_TASK STATEMENT_
Recast the data from the line containing "Target: deep blue sky gradient" through the end as a JSON list of strings, one string per line, leaving out any blank lines.

(Extracted data)
START

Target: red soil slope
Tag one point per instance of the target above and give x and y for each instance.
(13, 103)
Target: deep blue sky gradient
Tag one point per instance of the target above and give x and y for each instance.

END

_SOLUTION TO THE PROBLEM_
[
  "Target: deep blue sky gradient",
  "Tag one point per instance of the target above and give x and y for each instance."
]